DOCUMENT PASSAGE:
*** Begin section ***

This opens new doors of opportunities for paint companies looking to provide laboratory-grade technology to field agents and customers, while using a smartphone app. A paint professional needs to be able to measure the true color despite the gloss or sheen level applied. Designing the instrument with a D/0° helps ensure its simplicity and size. Despite the differences in optical geometry, Variable can closely align the Spectro 1 Pro to D/8° reference instruments with a high degree of accuracy, allowing legacy databases to be directly imported into the mobile app.

 

Conclusion

The world around us is changing at speeds we have never before witnessed. There is an increasing need for digital solutions where more traditional models worked without question for decades. Variable’s mobile-paired spectrophotometer offers accurate, affordable, time-saving technology that allows users to practice safe social distancing without having to sacrifice quality. With simple integrations, the possibility of scanning a color in the field, building a formulation on a smartphone, and then submitting an order to a nearby store has become a reality. This technology has been tested by industry experts both in laboratories and in the field to ensure that the claims hold up in real-life situations. The future of color communication is undoubtedly tied to mobile-paired spectrophotometers.

To learn more, visit variableinc.com.

Large-Scale Custom Formulations with the Bridge

Color inaccuracies cost companies hundreds of thousands, if not millions, of dollars every year. There’s no way to create an unending supply of the same paint, but there is a way to measure new batches of colors to confirm that they are indeed the exact same hue. However, this technology, like much of the high-end tech that ensures accurate color communication, is reliant on stationary spectrophotometers or cumbersome portable spectrophotometers. This leaves many companies and their partners with only the human eye and physical samples to rely on. As discussed in the article, this method of color measurement is unable to offer companies and brands the needed, top-notch quality control they seek. This mode of color matching is not only highly fallible but also impractical in a world that demands more digital solutions.

*** End section ***

(Records excerpted from a collection)

*** Begin section ***

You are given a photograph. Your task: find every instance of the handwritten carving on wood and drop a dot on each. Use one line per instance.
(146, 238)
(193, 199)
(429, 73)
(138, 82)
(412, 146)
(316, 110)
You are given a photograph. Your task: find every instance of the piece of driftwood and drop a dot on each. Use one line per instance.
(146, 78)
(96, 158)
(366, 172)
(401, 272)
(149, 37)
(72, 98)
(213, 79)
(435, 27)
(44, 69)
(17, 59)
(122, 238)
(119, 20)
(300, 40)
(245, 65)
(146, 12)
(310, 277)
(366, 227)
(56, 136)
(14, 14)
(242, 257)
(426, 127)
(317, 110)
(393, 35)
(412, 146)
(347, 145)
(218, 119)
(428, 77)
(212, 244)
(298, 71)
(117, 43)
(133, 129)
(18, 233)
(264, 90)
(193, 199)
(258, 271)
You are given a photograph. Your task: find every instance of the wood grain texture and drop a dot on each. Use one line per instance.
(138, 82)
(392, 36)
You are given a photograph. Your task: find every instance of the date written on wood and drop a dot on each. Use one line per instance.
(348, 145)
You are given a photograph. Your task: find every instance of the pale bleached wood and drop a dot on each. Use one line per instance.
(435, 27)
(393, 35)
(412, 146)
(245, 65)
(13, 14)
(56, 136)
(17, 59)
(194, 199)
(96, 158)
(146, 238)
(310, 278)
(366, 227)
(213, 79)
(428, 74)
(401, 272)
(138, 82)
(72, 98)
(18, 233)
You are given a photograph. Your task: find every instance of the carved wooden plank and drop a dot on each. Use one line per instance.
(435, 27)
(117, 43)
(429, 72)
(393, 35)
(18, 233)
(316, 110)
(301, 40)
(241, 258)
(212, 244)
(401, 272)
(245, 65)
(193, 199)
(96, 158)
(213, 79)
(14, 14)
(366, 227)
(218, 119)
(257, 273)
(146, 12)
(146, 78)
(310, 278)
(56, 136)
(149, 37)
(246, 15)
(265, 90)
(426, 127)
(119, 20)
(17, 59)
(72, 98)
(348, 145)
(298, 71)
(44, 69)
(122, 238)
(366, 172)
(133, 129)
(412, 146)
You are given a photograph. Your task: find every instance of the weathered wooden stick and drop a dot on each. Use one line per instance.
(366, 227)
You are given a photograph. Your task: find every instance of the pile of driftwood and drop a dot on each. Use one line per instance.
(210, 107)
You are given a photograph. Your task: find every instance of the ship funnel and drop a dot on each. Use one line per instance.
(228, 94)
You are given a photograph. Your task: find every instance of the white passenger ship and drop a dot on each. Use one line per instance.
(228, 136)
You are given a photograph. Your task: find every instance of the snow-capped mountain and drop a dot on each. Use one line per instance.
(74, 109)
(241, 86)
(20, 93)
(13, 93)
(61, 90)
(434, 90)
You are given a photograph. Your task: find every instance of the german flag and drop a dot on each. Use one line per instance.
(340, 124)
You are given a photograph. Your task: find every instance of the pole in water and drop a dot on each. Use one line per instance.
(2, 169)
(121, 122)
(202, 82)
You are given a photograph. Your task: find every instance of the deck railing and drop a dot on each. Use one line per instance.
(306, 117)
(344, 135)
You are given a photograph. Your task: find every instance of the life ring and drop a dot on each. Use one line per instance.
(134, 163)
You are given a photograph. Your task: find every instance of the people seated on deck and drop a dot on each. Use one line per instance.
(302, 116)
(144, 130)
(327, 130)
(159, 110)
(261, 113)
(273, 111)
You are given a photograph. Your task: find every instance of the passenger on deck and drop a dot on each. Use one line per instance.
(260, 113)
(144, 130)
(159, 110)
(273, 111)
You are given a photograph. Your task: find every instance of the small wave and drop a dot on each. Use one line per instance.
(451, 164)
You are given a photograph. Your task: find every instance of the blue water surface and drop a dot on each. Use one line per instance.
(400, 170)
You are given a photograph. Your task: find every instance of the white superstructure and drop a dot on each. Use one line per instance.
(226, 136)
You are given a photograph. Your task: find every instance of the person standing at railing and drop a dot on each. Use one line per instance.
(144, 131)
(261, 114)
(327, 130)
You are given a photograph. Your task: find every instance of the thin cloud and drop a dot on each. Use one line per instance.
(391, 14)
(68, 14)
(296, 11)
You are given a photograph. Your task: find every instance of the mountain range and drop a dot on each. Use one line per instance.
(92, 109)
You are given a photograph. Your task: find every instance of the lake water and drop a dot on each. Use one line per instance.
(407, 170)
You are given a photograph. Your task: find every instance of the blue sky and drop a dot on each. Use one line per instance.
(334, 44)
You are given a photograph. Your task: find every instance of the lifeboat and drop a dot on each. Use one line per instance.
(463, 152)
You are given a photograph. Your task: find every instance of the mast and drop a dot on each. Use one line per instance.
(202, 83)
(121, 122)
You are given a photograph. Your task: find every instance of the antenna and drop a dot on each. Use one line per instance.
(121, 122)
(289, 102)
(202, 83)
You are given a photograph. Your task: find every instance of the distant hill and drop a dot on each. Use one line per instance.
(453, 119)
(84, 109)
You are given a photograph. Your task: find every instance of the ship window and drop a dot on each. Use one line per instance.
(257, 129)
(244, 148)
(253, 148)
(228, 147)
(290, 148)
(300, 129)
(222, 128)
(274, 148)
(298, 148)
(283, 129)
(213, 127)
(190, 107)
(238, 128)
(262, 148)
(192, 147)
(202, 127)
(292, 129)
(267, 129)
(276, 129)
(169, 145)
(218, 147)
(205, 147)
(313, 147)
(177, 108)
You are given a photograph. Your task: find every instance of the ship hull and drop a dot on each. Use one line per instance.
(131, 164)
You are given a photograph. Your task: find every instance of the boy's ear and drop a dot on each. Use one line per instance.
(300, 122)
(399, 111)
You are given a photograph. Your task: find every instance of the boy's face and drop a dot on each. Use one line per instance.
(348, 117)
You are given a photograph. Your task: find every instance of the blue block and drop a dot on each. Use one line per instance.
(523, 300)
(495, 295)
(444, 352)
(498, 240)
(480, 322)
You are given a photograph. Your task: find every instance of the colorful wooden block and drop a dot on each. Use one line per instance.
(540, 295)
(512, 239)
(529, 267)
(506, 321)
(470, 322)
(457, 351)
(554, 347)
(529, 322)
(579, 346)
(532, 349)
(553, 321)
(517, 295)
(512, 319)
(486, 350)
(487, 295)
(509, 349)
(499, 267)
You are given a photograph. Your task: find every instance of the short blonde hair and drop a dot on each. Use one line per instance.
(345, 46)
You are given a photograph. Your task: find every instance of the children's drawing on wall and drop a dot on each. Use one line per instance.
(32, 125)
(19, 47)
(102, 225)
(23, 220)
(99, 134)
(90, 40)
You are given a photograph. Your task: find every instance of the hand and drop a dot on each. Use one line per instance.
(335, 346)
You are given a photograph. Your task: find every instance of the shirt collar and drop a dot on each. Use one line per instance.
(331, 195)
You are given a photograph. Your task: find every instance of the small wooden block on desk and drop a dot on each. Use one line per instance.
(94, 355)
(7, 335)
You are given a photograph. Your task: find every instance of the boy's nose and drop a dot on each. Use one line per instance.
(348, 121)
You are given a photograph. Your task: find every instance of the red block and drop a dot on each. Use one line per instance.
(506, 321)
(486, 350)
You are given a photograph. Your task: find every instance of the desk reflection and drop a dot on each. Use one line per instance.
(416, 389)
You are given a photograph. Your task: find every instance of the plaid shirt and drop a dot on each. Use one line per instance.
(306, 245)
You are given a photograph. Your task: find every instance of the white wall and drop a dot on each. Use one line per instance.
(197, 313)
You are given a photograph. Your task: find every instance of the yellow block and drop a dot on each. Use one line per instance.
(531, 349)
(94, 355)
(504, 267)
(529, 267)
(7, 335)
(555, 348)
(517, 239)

*** End section ***

LIST OF TASKS:
A) In the paint color measurement text, list the three actions that the sentence beginning "With simple integrations" says have become a reality.
B) Pick up the paint color measurement text after its final sentence and continue it.

ANSWERS:
A)
- Scanning a color in the field
- Building a formulation on a smartphone
- Submitting an order to a nearby store

B)
Variable’s Spectro 1 Pro plus Bridge allows companies and their partners to utilize the mobile-paired spectrophotometers with their own tinting and color-matching software that runs on PCs. Certain paint and coatings companies have already begun implementing this technology in stores across the world. It’s especially useful where traditional spectrophotometers are unable to be at store locations due to cost prohibitions.

Unfortunately, Bluetooth technology is not standardized across all personal computers, causing limitations in using these mobile-paired instruments with PC-based software. To remedy this issue, Variable created the Bridge, an external, reliable Bluetooth dongle. The Bridge connects to the PC via a USB port and can stay paired with the Spectro 1 Pro for a distance of 25 feet (7.5 meters). Additionally, color formulation scans from the field can be sent through text or email and imported directly into the software, allowing for fully mobile formulation and tinting to take place.

This same digital color communication can be implemented with organizations attempting to conduct quality control measurements with partners and subsidiaries regardless of where each is physically located. A quality control officer could be in Atlanta, Georgia, and seamlessly communicate with a manufacturer across the globe to check that the items produced are the correct hue.

Checkpoints like this are made even easier by Variable Cloud, a web-based software that allows companies to build and manage their personal color libraries and share them without having to ship physical color samples. This method saves time, resources, reduces carbon footprints and is socially responsible in light of heightened health concerns from close physical contact.